[start]
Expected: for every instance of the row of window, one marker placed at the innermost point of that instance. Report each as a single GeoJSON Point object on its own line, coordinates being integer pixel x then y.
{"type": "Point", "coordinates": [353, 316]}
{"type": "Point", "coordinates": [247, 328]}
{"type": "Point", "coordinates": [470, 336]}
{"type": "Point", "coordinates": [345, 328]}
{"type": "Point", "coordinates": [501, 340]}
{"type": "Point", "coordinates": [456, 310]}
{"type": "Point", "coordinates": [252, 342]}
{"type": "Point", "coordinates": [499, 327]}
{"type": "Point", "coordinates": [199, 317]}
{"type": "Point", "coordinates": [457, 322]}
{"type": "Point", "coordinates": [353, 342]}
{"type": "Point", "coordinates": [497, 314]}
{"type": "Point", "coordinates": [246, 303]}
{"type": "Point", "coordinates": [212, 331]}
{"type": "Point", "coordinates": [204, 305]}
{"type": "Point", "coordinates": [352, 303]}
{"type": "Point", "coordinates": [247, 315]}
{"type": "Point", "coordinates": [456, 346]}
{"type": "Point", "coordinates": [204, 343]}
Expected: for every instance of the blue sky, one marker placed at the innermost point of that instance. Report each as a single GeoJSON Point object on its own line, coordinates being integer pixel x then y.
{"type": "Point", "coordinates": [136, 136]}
[end]
[start]
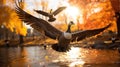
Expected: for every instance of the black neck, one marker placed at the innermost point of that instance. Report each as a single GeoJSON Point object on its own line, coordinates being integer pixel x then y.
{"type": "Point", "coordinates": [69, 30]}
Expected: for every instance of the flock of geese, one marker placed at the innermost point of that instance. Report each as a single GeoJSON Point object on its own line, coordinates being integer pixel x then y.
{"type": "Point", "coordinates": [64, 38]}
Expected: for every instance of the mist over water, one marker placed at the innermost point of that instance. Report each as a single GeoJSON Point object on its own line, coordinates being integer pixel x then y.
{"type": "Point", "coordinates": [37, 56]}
[end]
### THE EXERCISE
Count the lines of the listing above that contain the string "geese", matching case exactly. Reply with the number alone.

### CORRECT RESULT
1